### PROBLEM
Decide whether each statement agrees with the SRE Sentinel description that follows. Answer yes or no, and quote the words of the description that settle it. 1. Anomalies in container logs are detected with Cerebras AI. 2. Root cause analysis is handled by Cerebras AI. 3. Real-time event streaming is delivered over WebSocket.

### EXERCISE PASSAGE

SRE Sentinel is an AI-powered monitoring and self-healing system for containerized applications. It continuously monitors Docker containers, detects anomalies using advanced AI analysis, performs root cause analysis, and executes automated fixes through the Model Context Protocol (MCP).

🚀 Features

Real-time Monitoring: Continuously monitors Docker containers for logs, metrics, and events
AI-Powered Anomaly Detection: Uses Cerebras AI for fast anomaly detection in container logs
Deep Root Cause Analysis: Leverages Llama 4 Scout for comprehensive incident analysis
Automated Remediation: Executes fixes through secure MCP Gateway with Docker control tools
Dynamic Tool Discovery: Automatically discovers available tools from MCP servers
Real-time Telemetry: Provides WebSocket-based real-time event streaming
Human-Friendly Explanations: Generates stakeholder-friendly incident explanations

🏗️ Architecture

┌─────────────────┐    ┌─────────────────┐    ┌─────────────────┐
│   Containers    │───▶│   SRE Sentinel  │───▶│   Event Bus     │
│                 │    │                 │    │                 │
│ - Logs          │    │ - Monitor       │    │ - Publish       │
│ - Metrics       │    │ - Detect        │    │ - Persist       │
│ - Events        │    │ - Analyze       │    │ - Distribute    │
└─────────────────┘    │ - Remediate     │    └─────────────────┘
                       └─────────────────┘
                                 │
                                 ▼
                        ┌─────────────────┐
                        │   AI Services   │
                        │                 │
                        │ - Cerebras      │
                        │ - Llama         │
                        └─────────────────┘
                                 │
                                 ▼
                        ┌─────────────────┐
                        │   MCP Gateway   │
                        │                 │
                        │ - Docker Control│
                        │ - Config Patcher│
                        └─────────────────┘

🛠️ MCP Integration

SRE Sentinel uses the Model Context Protocol (MCP) to securely interact with container infrastructure through the Docker MCP Gateway. This architecture provides a secure, audited, and extensible way to execute container operations.

### ENTRIES SUPPLIED

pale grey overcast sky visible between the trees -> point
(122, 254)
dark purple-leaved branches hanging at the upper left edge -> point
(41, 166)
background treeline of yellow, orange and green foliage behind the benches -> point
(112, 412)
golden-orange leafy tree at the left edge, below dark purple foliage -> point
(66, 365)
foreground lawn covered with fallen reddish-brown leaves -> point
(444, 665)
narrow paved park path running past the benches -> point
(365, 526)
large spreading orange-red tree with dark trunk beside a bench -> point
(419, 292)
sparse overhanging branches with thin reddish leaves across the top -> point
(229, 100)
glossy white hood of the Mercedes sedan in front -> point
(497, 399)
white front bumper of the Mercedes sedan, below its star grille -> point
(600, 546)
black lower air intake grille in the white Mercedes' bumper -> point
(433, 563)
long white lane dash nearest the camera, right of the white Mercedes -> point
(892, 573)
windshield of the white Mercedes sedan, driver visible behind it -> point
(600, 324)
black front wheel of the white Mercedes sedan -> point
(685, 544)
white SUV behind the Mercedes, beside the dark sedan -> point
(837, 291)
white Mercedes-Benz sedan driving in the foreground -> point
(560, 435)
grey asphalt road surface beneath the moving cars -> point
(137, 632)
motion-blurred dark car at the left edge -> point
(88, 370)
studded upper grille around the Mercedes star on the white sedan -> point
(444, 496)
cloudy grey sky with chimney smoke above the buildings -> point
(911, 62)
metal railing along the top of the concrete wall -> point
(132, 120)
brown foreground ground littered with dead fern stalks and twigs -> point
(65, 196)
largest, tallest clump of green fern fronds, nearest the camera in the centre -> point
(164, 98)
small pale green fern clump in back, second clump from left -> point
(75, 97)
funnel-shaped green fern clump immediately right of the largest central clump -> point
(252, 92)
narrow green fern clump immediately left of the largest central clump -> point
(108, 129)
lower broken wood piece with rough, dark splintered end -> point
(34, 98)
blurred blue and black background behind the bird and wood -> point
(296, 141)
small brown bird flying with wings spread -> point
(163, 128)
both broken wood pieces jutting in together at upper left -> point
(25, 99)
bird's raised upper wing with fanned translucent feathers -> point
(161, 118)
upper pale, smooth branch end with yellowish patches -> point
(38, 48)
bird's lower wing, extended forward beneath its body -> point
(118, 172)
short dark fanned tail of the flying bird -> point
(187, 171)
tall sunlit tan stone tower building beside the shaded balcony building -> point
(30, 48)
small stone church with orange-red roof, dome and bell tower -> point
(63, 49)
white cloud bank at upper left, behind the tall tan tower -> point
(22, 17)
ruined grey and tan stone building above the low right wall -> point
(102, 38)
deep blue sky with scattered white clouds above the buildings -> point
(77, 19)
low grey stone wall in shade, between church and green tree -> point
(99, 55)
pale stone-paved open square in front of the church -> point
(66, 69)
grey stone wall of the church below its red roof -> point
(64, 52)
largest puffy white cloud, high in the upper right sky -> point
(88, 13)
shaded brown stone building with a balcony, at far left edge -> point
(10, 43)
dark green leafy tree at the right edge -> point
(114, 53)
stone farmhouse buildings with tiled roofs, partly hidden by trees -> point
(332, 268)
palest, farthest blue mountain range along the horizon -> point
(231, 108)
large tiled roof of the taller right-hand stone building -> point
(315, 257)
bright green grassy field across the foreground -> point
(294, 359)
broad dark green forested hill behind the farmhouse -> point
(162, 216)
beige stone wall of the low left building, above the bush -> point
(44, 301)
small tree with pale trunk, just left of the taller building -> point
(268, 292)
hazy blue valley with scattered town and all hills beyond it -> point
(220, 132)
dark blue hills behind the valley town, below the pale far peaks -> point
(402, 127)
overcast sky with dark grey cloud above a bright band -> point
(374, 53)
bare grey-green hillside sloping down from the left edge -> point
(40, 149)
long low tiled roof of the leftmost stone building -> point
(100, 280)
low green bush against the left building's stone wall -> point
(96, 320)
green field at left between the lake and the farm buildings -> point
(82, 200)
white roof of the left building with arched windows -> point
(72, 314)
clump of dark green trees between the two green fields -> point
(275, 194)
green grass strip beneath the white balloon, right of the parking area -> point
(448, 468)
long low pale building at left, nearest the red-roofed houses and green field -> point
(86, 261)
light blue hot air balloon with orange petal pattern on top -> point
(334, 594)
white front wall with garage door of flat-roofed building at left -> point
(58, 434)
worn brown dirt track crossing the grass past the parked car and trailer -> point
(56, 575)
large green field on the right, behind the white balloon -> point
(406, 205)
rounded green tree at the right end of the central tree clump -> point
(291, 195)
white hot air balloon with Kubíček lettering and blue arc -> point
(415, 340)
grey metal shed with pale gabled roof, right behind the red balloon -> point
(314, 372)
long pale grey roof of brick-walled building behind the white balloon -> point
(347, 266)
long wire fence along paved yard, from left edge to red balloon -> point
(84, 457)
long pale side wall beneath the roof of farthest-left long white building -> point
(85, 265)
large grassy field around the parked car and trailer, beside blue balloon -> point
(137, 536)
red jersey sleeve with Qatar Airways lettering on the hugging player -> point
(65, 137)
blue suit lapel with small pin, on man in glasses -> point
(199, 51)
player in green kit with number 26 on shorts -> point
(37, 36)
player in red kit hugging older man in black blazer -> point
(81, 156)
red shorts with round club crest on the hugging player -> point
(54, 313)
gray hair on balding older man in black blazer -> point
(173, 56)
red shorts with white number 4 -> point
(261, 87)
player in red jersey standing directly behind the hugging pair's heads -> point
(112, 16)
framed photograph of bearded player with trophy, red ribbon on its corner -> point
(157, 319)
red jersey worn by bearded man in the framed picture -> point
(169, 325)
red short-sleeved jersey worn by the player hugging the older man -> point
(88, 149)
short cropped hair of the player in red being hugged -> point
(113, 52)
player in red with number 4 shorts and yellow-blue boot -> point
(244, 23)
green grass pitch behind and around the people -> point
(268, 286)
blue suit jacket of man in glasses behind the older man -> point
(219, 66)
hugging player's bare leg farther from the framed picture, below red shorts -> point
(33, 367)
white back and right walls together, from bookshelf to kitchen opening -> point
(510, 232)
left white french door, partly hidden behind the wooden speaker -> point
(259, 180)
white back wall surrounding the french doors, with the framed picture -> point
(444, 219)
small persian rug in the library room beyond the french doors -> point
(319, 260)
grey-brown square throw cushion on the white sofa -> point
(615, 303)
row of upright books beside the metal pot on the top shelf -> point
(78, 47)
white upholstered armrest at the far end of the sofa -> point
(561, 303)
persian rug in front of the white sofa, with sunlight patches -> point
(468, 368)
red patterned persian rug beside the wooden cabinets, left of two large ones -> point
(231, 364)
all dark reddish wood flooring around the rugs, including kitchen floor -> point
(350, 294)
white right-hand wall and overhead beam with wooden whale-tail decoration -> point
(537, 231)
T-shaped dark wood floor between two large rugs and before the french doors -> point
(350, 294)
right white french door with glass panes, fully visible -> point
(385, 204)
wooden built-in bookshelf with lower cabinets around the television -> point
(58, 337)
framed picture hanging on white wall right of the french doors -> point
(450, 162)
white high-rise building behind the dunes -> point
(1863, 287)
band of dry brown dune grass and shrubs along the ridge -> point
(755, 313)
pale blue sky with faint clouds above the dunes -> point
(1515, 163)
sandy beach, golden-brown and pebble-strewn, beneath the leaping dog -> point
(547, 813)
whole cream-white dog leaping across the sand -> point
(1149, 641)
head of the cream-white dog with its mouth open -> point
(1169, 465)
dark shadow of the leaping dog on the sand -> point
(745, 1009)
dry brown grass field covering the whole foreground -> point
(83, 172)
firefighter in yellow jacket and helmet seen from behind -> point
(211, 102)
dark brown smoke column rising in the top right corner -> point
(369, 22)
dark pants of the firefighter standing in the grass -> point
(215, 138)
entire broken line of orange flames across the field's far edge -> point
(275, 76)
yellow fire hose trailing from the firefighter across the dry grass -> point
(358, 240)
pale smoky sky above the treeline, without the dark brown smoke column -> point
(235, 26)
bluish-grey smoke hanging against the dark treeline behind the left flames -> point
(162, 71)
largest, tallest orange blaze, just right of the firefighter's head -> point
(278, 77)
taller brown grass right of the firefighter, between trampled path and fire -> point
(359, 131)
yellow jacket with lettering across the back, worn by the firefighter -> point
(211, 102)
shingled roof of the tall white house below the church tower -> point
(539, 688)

### EXERCISE RESULT
1. Yes: "Uses Cerebras AI for fast anomaly detection in container logs"
2. No: "Deep Root Cause Analysis: Leverages Llama 4 Scout for comprehensive incident analysis"
3. Yes: "Provides WebSocket-based real-time event streaming"